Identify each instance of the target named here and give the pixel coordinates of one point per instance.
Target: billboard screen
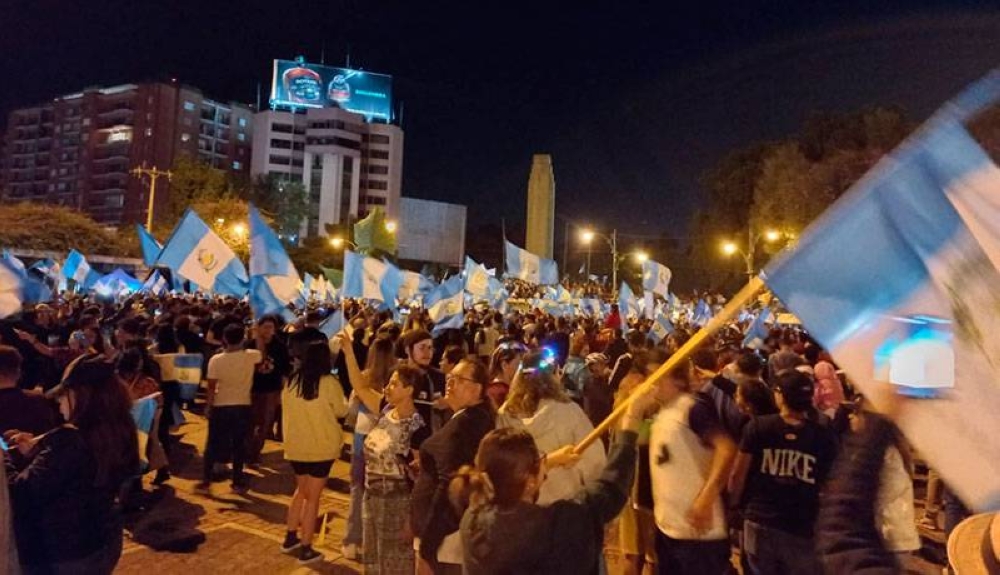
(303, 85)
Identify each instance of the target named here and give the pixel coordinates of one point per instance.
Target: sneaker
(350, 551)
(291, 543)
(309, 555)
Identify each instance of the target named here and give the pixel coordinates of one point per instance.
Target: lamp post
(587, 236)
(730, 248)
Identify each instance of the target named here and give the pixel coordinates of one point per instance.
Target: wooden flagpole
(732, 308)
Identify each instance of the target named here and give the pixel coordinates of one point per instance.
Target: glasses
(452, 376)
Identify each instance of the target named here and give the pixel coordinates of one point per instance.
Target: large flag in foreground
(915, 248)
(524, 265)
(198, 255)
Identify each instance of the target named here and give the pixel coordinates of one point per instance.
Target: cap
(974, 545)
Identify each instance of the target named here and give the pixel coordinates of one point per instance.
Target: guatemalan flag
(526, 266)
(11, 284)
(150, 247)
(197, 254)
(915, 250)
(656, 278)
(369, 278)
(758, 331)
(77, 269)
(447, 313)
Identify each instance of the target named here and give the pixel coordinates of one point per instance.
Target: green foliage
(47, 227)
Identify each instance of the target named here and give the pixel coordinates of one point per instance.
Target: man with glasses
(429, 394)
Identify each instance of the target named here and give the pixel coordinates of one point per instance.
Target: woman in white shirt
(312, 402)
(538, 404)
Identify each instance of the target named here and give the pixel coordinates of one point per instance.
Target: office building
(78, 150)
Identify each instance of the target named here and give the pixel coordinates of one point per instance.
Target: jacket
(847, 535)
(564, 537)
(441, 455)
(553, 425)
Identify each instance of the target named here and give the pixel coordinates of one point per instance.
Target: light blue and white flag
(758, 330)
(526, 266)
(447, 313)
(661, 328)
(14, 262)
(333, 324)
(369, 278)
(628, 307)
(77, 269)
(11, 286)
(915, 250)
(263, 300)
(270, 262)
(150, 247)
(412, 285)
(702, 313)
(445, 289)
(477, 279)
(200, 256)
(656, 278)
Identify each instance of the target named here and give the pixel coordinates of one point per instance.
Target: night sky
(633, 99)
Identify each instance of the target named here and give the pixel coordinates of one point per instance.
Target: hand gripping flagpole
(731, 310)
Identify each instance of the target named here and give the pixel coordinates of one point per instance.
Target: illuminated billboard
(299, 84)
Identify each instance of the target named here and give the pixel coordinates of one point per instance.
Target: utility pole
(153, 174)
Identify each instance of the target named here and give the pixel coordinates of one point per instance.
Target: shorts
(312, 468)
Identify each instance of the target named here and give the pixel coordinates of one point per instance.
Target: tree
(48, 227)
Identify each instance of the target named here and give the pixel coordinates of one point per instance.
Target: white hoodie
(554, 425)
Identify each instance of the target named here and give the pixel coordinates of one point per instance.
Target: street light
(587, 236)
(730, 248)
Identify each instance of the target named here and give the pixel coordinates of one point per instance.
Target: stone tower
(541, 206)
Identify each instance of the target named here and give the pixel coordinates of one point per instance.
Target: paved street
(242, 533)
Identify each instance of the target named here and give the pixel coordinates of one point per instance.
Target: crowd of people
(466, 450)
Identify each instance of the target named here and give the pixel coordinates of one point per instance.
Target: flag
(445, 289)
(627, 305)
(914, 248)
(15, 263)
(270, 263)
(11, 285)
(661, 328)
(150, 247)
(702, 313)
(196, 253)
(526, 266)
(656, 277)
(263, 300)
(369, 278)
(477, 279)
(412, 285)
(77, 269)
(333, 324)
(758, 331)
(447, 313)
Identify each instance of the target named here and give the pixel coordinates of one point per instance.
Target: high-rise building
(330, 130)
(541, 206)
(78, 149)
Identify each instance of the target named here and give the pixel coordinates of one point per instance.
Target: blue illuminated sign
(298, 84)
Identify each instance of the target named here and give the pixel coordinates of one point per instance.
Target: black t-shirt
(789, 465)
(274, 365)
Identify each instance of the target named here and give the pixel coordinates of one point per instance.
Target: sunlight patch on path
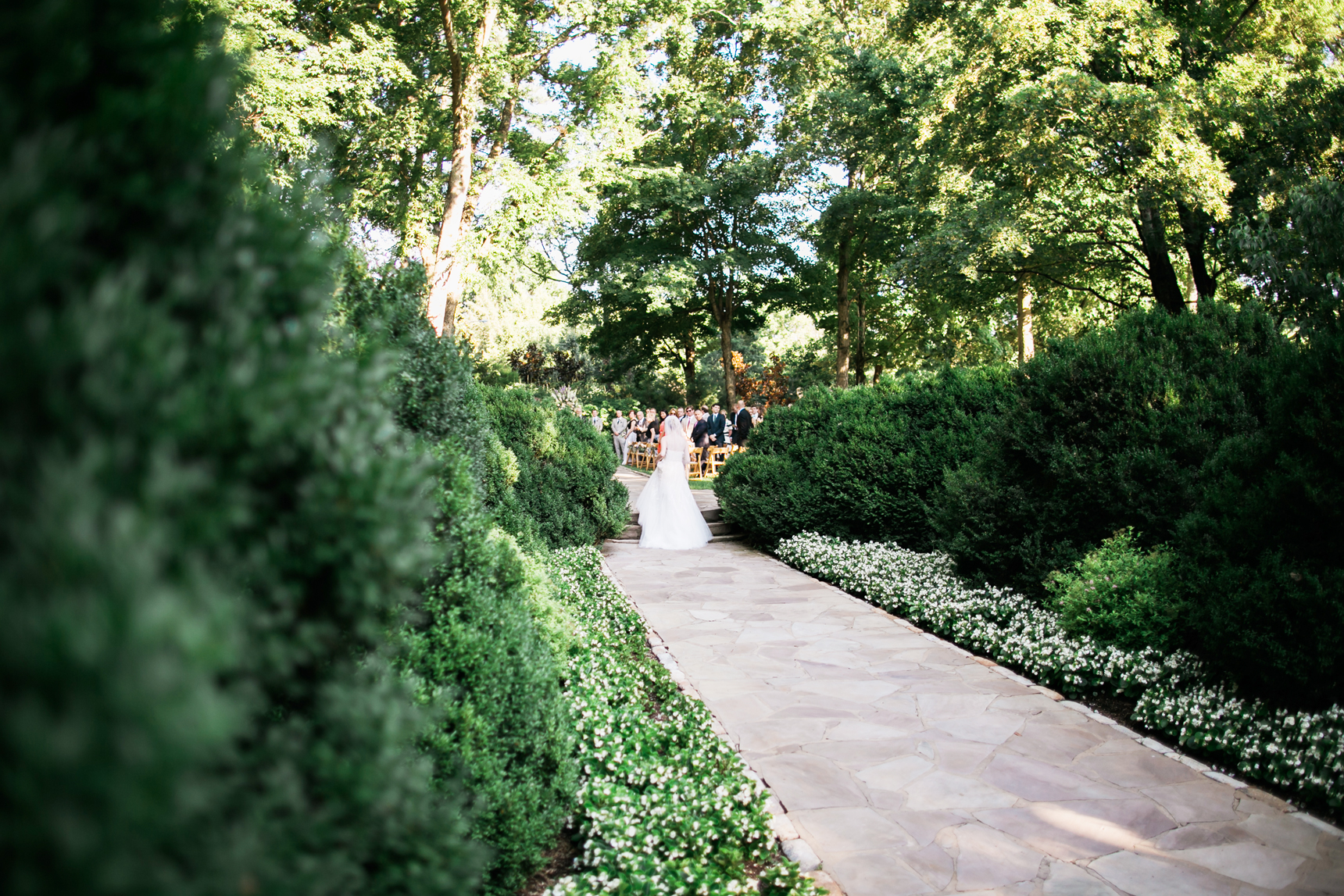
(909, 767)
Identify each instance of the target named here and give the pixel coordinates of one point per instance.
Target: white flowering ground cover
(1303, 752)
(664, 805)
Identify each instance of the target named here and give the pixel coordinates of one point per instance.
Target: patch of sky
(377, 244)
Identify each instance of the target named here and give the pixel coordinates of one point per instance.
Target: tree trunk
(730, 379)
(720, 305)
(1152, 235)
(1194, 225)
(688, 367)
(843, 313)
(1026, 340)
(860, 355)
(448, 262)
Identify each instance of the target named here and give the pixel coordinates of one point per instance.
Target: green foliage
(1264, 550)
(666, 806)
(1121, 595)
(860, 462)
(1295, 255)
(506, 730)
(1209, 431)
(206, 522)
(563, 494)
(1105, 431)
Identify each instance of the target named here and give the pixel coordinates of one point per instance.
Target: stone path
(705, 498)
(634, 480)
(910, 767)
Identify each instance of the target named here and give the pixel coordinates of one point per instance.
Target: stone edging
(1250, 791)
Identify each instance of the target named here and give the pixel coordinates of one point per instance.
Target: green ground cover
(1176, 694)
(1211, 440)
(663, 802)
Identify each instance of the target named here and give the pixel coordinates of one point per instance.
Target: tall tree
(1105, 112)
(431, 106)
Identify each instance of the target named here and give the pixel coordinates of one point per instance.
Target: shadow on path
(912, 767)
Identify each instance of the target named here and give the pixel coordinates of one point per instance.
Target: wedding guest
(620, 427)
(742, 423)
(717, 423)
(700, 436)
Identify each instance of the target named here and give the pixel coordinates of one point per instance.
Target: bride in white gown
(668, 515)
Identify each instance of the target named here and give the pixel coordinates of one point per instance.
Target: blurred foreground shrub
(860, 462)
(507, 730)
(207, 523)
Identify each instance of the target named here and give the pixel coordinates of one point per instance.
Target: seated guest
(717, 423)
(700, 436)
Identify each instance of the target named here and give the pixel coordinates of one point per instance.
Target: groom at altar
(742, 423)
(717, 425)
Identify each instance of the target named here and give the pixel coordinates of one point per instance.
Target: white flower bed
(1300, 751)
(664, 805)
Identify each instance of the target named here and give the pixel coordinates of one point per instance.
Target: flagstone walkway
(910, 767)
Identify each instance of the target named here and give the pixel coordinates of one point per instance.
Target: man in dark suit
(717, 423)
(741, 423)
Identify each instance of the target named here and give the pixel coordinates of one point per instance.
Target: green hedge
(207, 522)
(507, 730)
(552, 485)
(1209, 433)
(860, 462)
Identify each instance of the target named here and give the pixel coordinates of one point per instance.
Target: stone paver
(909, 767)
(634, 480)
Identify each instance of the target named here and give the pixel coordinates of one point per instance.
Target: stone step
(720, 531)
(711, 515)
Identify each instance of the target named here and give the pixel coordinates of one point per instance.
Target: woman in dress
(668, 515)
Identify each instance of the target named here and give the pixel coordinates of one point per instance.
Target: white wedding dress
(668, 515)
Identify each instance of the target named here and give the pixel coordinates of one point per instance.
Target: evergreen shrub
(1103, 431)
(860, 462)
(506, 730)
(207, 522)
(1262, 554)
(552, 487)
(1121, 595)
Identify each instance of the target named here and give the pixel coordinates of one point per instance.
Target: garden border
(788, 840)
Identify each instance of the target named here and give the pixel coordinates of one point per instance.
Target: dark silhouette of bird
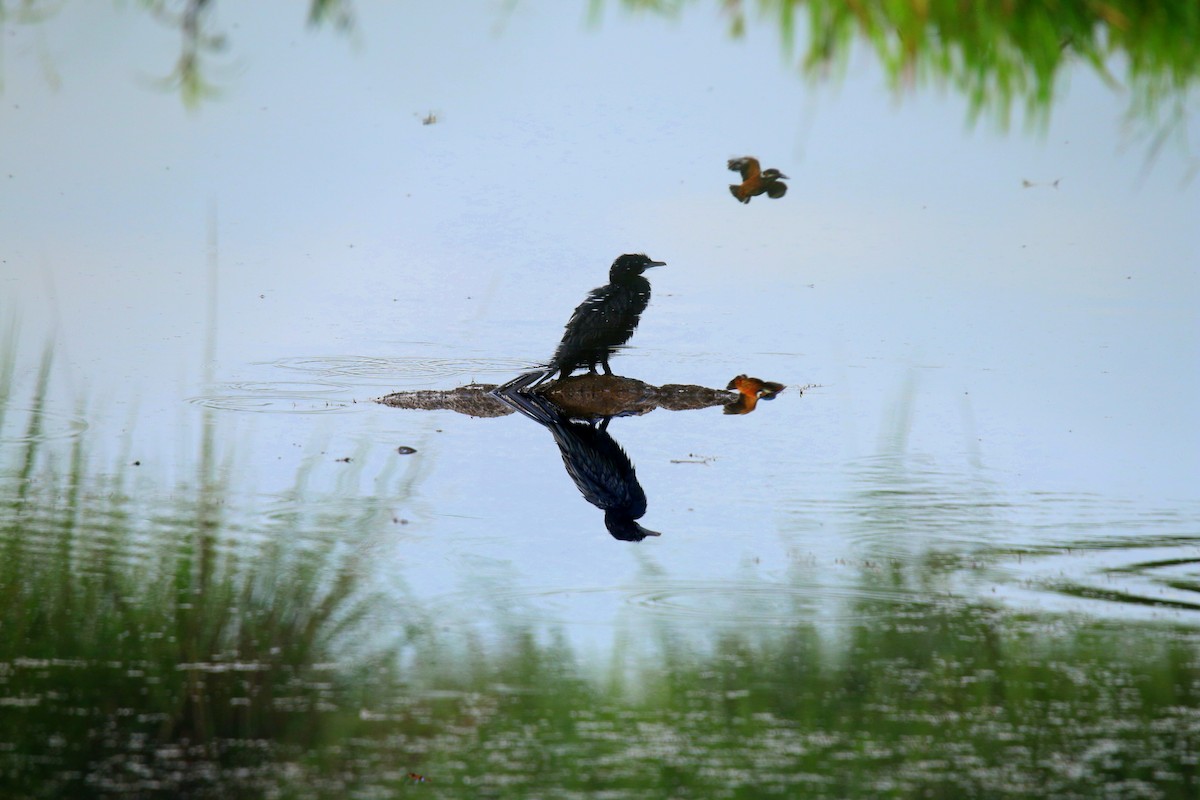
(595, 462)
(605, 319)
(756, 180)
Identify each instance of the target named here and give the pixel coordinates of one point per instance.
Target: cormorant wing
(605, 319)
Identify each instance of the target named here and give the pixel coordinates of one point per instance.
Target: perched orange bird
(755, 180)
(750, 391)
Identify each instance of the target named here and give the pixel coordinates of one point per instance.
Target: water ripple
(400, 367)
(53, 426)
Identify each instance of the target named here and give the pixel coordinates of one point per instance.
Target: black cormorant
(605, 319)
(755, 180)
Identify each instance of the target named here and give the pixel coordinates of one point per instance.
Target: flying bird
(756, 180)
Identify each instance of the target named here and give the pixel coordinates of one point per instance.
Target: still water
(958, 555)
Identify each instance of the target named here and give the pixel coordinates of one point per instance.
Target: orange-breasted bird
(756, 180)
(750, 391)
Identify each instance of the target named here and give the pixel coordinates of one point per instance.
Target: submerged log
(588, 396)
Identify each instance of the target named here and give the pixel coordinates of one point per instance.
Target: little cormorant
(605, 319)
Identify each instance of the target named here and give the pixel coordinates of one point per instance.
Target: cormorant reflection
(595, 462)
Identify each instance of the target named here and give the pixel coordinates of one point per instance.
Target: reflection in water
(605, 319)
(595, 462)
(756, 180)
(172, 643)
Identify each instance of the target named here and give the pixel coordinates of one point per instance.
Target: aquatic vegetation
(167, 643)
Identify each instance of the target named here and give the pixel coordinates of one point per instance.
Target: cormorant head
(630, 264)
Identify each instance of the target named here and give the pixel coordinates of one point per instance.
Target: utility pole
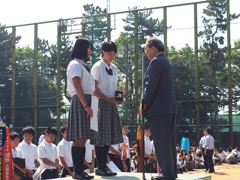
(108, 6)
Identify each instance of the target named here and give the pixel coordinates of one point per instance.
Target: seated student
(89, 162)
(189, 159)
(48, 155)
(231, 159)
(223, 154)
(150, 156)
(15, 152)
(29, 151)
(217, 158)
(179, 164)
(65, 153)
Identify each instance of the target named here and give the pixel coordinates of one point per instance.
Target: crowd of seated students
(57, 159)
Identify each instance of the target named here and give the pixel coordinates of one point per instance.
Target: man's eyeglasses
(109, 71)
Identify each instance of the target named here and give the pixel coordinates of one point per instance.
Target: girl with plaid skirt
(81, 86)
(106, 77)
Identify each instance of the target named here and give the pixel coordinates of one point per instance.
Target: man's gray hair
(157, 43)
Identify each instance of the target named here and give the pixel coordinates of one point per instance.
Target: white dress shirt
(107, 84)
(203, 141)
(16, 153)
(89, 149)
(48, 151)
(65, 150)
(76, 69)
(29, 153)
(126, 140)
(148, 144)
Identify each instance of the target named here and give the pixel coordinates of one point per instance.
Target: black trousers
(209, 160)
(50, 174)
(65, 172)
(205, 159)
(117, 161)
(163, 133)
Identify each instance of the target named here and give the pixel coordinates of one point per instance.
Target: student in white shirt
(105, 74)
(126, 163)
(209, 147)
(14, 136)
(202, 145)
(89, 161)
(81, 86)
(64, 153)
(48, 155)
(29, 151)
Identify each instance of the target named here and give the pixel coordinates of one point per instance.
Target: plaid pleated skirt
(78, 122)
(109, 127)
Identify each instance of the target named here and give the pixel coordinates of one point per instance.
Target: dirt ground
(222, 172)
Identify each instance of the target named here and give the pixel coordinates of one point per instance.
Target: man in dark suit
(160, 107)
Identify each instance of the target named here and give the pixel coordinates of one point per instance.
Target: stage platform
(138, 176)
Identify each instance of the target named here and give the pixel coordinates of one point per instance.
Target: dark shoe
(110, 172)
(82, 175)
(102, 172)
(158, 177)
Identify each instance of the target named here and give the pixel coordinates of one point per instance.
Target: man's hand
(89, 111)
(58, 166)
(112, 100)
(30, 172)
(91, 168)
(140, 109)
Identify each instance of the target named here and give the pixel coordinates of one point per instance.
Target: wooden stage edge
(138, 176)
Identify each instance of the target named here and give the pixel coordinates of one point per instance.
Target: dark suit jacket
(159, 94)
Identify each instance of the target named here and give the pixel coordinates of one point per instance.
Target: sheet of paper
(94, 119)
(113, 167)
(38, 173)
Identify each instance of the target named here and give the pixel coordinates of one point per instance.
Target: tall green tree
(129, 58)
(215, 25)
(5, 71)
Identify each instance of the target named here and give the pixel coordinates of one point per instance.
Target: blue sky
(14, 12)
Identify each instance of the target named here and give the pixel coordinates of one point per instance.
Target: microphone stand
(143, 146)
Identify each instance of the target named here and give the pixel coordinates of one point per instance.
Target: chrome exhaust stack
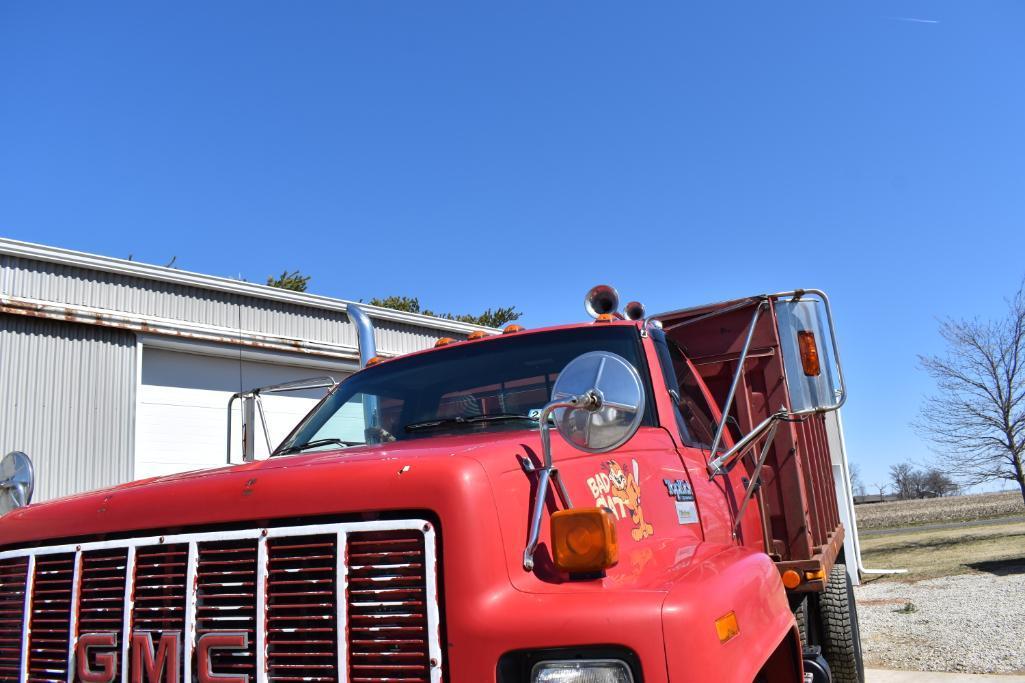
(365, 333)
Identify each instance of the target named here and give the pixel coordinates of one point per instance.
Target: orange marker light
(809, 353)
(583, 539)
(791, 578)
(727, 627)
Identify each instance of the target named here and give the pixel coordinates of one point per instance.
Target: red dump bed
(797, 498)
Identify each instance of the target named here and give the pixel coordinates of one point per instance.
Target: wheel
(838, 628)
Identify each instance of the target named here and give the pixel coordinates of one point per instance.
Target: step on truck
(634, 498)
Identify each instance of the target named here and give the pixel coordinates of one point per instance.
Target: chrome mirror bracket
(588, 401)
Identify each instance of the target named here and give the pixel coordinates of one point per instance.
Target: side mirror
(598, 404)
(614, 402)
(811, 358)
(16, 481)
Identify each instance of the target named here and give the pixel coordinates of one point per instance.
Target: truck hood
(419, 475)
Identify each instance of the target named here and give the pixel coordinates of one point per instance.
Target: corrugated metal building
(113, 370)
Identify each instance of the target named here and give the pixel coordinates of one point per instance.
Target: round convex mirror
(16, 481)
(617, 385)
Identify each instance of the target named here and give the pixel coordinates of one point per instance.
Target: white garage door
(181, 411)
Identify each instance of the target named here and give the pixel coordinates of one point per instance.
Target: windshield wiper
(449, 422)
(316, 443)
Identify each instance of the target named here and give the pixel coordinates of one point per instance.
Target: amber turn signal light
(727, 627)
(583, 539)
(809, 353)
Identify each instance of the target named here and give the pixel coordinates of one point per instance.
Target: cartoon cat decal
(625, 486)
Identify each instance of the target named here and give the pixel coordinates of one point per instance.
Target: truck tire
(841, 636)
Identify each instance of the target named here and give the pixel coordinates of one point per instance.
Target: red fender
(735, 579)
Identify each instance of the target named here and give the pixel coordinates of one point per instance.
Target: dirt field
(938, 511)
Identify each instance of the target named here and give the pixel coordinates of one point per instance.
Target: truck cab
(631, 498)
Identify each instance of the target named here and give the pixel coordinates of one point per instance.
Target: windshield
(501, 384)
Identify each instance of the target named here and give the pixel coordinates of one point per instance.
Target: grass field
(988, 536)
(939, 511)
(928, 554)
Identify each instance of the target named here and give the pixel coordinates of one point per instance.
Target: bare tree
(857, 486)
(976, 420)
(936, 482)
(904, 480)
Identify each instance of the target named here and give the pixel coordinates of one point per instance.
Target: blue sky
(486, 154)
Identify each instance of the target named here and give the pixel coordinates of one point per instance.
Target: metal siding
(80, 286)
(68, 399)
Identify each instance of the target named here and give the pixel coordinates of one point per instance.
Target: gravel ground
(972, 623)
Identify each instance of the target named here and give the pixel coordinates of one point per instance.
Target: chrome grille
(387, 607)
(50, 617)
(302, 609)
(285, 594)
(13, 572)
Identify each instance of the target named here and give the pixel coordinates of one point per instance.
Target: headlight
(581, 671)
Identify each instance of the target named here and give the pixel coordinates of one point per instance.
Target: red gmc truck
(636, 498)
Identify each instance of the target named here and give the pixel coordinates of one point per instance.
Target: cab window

........

> **LO QUE SE PIDE**: Indica cuántas líneas de los registros contienen la palabra "metal". Responde solo con el número.

> **RESPUESTA**: 2